Copy out the entries that come next, exactly.

Saved entries
* * * * *

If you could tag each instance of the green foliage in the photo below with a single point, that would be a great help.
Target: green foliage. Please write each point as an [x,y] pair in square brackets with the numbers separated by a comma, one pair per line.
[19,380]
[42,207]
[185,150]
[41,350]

* * * * *

Output of the task -
If you could tag each instance of the green foliage in the photo below with a single point, that would be a great help.
Target: green foliage. Please write each point as an [x,y] pair in square brackets with the numbers separated by a comma, one pair per line.
[19,380]
[42,207]
[185,150]
[41,350]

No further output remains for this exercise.